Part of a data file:
>> begin

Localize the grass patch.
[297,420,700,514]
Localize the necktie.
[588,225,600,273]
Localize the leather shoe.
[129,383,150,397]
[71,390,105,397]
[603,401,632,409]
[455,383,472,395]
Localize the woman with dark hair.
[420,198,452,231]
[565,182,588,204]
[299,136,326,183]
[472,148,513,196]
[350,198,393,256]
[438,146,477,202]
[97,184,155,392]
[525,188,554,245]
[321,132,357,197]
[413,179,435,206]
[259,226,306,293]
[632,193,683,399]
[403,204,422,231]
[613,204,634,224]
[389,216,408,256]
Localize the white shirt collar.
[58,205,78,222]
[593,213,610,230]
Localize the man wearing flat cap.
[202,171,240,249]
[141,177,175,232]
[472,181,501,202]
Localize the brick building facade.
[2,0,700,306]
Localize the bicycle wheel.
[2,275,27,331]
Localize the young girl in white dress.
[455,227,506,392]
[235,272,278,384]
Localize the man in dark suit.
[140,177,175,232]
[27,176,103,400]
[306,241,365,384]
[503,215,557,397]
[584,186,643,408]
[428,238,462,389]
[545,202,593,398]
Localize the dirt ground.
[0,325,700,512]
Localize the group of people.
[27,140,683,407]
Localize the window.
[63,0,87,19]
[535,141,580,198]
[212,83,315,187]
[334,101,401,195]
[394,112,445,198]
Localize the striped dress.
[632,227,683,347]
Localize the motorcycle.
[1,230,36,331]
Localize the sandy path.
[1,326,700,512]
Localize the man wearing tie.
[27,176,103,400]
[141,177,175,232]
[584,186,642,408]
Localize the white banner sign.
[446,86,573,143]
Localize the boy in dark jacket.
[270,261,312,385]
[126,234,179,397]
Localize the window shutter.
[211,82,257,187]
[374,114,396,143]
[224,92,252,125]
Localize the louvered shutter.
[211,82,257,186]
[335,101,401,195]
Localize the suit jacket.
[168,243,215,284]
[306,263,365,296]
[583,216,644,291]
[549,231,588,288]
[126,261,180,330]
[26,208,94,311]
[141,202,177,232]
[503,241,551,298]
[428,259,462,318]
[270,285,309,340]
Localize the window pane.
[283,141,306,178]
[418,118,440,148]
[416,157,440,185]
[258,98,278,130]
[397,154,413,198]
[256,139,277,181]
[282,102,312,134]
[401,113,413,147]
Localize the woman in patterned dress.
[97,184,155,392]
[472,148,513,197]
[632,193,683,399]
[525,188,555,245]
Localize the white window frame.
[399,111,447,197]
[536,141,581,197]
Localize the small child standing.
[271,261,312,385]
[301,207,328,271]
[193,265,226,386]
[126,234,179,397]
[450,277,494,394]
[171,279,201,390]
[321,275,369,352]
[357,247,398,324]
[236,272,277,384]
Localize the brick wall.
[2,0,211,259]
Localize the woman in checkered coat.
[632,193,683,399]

>> end

▶ _What the task requires_
Which of the rows above contain the string "suit"? Pick them out and copy each one in full.

▶ _Answer_
Localize the man in dark suit.
Localize the suit jacket.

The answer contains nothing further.